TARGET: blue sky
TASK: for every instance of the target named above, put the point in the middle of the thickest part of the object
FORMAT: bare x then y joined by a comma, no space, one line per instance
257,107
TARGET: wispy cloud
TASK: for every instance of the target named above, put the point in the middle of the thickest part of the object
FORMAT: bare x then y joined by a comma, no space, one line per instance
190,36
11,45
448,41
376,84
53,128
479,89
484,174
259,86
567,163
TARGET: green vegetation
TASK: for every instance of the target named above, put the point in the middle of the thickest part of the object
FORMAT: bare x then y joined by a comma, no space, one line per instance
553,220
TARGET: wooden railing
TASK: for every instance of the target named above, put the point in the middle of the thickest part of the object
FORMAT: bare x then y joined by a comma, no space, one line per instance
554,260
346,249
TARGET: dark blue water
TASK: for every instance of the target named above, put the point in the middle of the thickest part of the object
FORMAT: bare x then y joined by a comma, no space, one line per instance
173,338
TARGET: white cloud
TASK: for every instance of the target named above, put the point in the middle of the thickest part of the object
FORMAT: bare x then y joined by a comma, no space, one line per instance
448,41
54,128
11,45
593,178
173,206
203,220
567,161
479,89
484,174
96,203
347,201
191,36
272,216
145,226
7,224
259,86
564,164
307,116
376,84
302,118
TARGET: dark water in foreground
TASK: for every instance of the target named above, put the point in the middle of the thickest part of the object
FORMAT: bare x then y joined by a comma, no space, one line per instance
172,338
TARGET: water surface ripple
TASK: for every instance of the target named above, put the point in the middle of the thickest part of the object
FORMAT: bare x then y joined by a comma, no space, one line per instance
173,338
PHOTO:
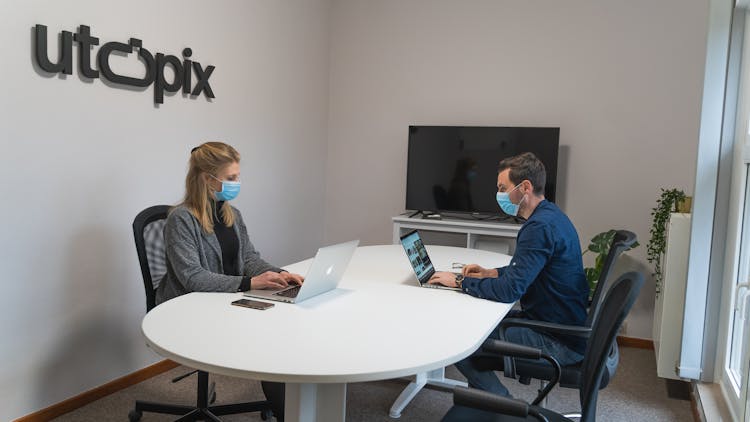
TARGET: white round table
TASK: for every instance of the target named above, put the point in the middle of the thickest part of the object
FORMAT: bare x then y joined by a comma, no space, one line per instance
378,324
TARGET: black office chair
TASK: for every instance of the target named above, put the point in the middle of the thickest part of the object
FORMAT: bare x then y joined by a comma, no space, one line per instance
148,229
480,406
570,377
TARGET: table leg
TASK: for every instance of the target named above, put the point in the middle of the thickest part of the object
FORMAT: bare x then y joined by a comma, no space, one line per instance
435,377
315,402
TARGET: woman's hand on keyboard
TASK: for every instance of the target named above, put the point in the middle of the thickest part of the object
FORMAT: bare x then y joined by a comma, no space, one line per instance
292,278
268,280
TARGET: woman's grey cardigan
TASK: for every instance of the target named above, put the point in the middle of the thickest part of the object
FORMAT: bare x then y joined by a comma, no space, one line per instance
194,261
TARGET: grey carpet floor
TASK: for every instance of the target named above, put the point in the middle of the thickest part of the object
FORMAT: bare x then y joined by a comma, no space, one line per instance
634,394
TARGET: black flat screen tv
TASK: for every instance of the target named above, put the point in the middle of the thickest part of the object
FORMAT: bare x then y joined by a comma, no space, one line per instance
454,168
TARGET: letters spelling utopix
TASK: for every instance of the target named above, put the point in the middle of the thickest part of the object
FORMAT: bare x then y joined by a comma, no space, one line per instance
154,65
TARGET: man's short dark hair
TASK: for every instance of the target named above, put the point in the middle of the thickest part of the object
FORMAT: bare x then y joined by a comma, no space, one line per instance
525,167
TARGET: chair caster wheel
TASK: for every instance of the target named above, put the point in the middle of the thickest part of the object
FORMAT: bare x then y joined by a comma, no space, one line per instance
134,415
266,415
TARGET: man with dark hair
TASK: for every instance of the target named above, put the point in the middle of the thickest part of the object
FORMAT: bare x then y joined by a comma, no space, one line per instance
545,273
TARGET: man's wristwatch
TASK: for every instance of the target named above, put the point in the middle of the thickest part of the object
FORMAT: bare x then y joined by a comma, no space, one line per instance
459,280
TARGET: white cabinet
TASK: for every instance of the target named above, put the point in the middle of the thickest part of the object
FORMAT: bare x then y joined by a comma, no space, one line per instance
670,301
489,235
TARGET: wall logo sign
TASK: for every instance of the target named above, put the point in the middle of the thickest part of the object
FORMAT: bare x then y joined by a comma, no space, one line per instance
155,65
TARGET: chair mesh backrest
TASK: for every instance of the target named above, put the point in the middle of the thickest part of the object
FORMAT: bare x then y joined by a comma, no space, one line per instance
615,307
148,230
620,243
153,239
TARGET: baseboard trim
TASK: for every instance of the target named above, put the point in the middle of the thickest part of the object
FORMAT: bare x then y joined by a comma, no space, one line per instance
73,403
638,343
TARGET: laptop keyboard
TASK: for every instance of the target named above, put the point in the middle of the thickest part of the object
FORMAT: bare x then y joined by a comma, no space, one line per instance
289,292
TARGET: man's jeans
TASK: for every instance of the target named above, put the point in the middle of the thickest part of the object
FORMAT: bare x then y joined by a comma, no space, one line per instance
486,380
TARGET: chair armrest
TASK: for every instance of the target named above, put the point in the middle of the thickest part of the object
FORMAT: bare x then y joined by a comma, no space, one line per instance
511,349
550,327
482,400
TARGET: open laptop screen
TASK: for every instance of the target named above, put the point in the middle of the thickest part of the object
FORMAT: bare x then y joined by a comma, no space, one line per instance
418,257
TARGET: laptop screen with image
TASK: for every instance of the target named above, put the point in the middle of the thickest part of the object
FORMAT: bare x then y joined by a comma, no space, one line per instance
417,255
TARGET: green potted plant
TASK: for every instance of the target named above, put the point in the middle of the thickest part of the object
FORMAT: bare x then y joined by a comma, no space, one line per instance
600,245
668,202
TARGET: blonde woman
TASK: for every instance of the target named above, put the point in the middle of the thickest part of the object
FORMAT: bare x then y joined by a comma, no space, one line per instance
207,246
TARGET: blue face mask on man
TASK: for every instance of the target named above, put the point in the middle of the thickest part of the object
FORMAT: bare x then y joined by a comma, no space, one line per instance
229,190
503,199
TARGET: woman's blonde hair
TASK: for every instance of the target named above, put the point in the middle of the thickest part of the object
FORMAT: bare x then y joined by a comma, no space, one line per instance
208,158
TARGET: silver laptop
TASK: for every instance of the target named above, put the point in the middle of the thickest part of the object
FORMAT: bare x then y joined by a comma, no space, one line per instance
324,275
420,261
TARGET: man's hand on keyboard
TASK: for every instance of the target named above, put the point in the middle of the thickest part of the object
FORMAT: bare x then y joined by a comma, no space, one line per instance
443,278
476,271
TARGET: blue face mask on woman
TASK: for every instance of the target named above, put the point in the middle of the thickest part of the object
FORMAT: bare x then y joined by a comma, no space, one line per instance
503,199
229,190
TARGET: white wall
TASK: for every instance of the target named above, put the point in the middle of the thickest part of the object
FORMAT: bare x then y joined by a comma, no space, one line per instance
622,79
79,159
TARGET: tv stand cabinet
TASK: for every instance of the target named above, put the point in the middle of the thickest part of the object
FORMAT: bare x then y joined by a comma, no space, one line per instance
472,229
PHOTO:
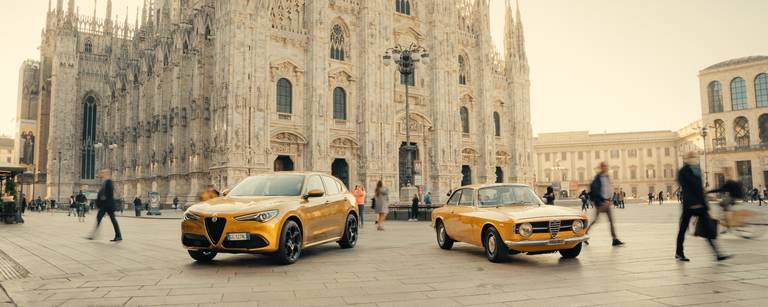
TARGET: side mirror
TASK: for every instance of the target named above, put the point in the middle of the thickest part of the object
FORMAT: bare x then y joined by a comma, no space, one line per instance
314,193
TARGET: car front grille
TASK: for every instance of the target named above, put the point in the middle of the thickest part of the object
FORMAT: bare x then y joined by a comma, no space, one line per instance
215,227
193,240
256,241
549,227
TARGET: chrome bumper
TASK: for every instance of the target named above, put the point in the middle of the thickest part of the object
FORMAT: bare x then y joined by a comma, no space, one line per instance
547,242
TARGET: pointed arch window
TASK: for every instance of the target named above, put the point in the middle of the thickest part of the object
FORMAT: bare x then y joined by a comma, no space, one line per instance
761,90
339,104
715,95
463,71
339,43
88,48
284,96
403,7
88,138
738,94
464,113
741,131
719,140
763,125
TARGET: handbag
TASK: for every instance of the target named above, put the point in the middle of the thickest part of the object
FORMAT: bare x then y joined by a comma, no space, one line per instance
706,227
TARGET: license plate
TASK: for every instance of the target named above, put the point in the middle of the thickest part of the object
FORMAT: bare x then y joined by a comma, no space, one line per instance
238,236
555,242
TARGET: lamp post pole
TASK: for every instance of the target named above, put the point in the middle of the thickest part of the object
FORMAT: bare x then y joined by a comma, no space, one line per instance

• **Work to be completed**: Out of the data above, transcribe exactly and only the lines starting with the line that has "TARGET: black office chair" and going on through the line that has "TARGET: woman's hand on keyboard", both included.

• **Worked solution**:
TARGET: black office chair
TASK: for every instance of the target named above, put the point in the middle of the thickest part of the object
FORMAT: bare x then y joined by a comma, no space, one line per instance
148,229
480,406
570,377
TARGET: table leg
TASK: for every instance of the target named above, put the point in the middle of the thickest part of the object
FORMAT: bare x then y joined by a comma, no space, one line per instance
435,377
315,402
TARGET: woman's hand on keyboard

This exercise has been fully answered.